=== Data for processing ===

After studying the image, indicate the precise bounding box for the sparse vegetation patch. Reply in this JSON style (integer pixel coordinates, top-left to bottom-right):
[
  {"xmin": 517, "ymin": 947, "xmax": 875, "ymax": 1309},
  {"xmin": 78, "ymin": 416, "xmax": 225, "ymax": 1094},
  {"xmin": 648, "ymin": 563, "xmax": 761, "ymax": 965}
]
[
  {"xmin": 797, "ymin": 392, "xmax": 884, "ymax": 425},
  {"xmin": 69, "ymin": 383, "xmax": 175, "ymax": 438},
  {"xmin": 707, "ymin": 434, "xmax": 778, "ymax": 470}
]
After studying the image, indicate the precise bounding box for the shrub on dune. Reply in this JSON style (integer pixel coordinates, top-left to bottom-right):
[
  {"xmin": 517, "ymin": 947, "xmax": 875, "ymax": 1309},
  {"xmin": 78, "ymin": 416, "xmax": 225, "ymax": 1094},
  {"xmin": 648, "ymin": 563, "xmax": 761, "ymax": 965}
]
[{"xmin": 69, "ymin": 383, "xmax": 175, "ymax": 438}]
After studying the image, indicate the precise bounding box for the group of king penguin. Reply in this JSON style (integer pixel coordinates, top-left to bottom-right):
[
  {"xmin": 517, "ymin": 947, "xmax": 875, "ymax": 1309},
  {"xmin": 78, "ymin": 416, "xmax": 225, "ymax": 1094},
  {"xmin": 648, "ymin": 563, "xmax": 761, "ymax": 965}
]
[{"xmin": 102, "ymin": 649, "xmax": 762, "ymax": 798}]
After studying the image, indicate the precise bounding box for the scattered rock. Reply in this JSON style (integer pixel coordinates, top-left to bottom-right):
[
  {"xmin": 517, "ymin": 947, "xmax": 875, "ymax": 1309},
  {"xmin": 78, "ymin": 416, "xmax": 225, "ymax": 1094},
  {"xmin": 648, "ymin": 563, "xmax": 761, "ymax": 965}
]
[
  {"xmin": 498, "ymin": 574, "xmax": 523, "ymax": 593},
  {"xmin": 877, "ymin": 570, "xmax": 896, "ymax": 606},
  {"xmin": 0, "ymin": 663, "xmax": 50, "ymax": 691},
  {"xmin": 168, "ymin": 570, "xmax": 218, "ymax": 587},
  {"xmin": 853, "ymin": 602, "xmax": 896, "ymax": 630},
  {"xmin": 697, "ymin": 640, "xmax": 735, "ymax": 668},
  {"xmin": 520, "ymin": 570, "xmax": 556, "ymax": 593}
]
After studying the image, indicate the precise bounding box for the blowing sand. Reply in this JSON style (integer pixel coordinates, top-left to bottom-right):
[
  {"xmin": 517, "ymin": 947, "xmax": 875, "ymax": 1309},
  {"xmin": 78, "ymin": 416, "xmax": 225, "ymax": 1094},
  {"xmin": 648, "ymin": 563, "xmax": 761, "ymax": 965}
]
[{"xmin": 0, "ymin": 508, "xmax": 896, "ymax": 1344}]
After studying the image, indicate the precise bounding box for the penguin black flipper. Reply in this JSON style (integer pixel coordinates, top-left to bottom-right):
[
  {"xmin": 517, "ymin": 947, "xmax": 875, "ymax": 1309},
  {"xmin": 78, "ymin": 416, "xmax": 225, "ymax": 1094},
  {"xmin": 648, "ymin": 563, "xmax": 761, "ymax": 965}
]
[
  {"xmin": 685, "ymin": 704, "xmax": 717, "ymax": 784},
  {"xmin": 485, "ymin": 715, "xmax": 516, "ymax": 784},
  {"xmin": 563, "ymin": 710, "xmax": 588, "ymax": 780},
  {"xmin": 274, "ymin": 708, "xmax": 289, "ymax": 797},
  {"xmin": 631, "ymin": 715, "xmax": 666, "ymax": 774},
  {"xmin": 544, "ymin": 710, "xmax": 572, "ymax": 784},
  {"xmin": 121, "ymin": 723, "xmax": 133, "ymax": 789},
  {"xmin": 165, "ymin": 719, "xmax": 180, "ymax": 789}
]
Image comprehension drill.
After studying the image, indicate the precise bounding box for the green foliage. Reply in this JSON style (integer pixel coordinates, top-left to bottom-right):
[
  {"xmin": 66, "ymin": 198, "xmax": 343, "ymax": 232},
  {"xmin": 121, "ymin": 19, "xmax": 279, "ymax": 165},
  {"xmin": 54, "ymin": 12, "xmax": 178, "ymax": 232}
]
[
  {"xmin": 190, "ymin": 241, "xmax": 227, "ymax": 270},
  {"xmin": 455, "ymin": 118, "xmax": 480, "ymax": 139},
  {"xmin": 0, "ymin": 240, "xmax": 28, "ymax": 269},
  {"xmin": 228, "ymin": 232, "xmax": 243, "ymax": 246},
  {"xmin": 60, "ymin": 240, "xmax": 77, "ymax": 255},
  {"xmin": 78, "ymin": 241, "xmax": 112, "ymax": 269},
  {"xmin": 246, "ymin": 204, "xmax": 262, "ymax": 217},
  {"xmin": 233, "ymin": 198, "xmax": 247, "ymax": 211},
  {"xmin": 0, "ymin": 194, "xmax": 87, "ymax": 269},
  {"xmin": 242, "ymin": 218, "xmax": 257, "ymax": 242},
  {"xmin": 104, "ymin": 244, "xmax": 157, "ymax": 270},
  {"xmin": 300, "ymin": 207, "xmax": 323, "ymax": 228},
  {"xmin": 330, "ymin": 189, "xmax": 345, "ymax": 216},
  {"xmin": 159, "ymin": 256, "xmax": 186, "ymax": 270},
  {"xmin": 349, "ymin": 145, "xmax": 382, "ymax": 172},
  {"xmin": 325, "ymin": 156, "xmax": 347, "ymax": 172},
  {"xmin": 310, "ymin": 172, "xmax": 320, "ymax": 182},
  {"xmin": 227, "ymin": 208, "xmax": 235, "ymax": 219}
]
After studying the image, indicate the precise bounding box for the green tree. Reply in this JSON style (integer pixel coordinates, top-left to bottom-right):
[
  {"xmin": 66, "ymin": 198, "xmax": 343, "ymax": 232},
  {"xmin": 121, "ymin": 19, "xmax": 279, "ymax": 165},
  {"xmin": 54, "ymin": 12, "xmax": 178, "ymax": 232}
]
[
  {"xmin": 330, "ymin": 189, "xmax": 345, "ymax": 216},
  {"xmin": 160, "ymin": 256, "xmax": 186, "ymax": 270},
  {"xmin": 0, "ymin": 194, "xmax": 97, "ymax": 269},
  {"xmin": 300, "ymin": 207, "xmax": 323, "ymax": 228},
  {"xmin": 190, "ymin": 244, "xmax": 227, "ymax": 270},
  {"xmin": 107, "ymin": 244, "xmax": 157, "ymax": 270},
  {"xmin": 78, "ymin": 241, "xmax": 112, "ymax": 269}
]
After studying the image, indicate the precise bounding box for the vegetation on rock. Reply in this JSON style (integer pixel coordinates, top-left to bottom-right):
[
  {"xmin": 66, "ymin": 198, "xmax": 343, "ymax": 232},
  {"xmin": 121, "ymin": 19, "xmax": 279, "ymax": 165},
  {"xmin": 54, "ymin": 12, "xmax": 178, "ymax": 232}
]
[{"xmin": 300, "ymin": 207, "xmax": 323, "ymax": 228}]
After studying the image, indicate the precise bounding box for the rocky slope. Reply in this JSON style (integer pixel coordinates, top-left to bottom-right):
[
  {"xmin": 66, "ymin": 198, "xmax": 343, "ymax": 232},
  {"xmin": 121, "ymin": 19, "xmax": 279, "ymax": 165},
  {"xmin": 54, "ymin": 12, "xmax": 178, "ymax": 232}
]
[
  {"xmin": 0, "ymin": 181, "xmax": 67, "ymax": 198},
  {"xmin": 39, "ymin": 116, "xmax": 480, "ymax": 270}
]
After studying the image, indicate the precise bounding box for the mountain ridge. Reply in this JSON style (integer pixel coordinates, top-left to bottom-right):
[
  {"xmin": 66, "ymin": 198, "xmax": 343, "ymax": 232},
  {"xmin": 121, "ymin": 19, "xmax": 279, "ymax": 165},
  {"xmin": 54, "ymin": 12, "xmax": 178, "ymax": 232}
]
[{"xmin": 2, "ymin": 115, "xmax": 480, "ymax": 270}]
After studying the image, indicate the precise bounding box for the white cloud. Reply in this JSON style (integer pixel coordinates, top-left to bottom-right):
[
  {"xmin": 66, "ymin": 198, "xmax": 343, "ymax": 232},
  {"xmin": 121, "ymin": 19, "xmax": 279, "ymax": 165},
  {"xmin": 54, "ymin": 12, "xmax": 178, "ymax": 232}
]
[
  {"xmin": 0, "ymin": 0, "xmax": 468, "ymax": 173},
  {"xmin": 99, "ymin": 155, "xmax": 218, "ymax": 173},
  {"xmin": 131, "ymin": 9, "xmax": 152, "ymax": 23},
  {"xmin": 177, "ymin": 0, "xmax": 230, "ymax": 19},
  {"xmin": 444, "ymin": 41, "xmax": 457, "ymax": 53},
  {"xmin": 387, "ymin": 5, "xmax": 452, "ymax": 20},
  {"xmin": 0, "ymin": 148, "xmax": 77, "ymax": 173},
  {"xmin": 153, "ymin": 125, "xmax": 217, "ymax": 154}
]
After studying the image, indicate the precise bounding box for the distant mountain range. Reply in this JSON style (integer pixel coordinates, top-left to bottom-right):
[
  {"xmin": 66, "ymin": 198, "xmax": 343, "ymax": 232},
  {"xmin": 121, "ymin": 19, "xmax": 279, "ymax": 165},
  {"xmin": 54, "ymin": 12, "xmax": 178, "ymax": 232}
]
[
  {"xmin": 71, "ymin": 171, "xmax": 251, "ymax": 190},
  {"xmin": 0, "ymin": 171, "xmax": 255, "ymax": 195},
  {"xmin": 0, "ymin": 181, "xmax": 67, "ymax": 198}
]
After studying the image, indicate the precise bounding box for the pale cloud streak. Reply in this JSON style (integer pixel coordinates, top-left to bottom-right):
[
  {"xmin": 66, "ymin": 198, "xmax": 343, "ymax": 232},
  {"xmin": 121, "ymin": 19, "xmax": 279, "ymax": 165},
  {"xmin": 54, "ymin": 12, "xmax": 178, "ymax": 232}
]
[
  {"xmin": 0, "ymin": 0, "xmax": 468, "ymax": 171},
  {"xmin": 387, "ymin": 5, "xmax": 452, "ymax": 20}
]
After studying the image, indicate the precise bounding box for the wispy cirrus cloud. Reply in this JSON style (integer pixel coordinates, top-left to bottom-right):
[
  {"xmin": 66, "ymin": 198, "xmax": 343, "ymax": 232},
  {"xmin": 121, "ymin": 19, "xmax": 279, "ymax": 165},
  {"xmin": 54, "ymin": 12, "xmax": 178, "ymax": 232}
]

===

> [Instruction] Repeat the records from the line with "for the wispy" through the end, replacing "cirrus" with "stratus" and keeping everything else unchanged.

> [Result of the exercise]
After studying the image, indicate the precise bounding box for the wispy stratus cloud. Reply in this JSON style (integer pixel coordinates, top-left to bottom-right):
[
  {"xmin": 66, "ymin": 198, "xmax": 343, "ymax": 232},
  {"xmin": 121, "ymin": 19, "xmax": 279, "ymax": 165},
  {"xmin": 54, "ymin": 12, "xmax": 178, "ymax": 232}
]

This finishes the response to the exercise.